• Challenge 1:
Does each statement agree with the hog passage? Answer yes or no, and quote the deciding words of the passage. (a) The razorback needs no attention, finding its own food in every season. (b) The writer says the excerpt relates closely to the day's photos. (c) The razorback's snout can scent like a dog's.
• Challenge 2:
Repeat the hog passage exactly, starting with "In physique and" and going on through "purposes of defense.".

--- begin Given text ---

Today’s weather was the kind of weather I prefer for taking pictures, so I managed to get to Kephart Prong for a short walk. Naturally, my mind turned to Horace Kephart, and upon returning home I picked up Our Southern Highlanders. The following excerpt isn’t really relevant to today’s photos, but I enjoyed it, anyhow:
The mainstay of every farmer, aside from his cornfield, was his litter or razorback hogs. "Old cornbread and sowbelly" are a menu complete for the mountaineer. The wild pig, roaming foot-loose and free over hill and dale, picks up his own living at all seasons and requires no attention at all. He is the cheapest possible source of meat and yields the quickest return: no other food animal can increase his own weight a hundred and fifty fold in the first eight months of his life." And so he is regarded by his owner with the same affection that Connemara Paddy bestows upon "the gintleman that pays the rint."
In physique and mentality, the razorback differs even more from a domestic hog than a wild goose does from a tame one. Shaped in front like a thin wedge, he can go through laurel thickets like a bear. Armored with tough hide cushioned by bristles, he despises thorns, brambles, and rattlesnakes, alike. His extravagantly long snout can scent like a cat's, and yet burrow, uproot, overturn, as if made of metal. The long legs, thin flanks, pliant hoofs, fit him to run like a deer and climb like a goat. In courage and sagacity he outranks all other beasts. A warrior born, he is also a strategist of the first order. Like man, he lives a communal life, and unites with others of his kind for purposes of defense.

--- end Given text ---
--- begin Raw data ---

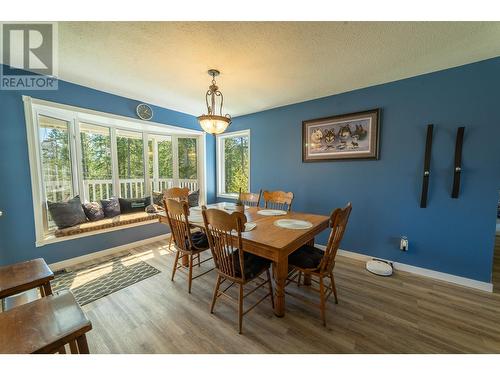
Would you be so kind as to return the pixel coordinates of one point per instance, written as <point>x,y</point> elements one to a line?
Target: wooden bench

--- end Raw data ---

• Task answer 1:
(a) Yes: "picks up his own living at all seasons and requires no attention at all."
(b) No: "The following excerpt isn’t really relevant to today’s photos."
(c) No: "His extravagantly long snout can scent like a cat's."

• Task answer 2:
In physique and mentality, the razorback differs even more from a domestic hog than a wild goose does from a tame one. Shaped in front like a thin wedge, he can go through laurel thickets like a bear. Armored with tough hide cushioned by bristles, he despises thorns, brambles, and rattlesnakes, alike. His extravagantly long snout can scent like a cat's, and yet burrow, uproot, overturn, as if made of metal. The long legs, thin flanks, pliant hoofs, fit him to run like a deer and climb like a goat. In courage and sagacity he outranks all other beasts. A warrior born, he is also a strategist of the first order. Like man, he lives a communal life, and unites with others of his kind for purposes of defense.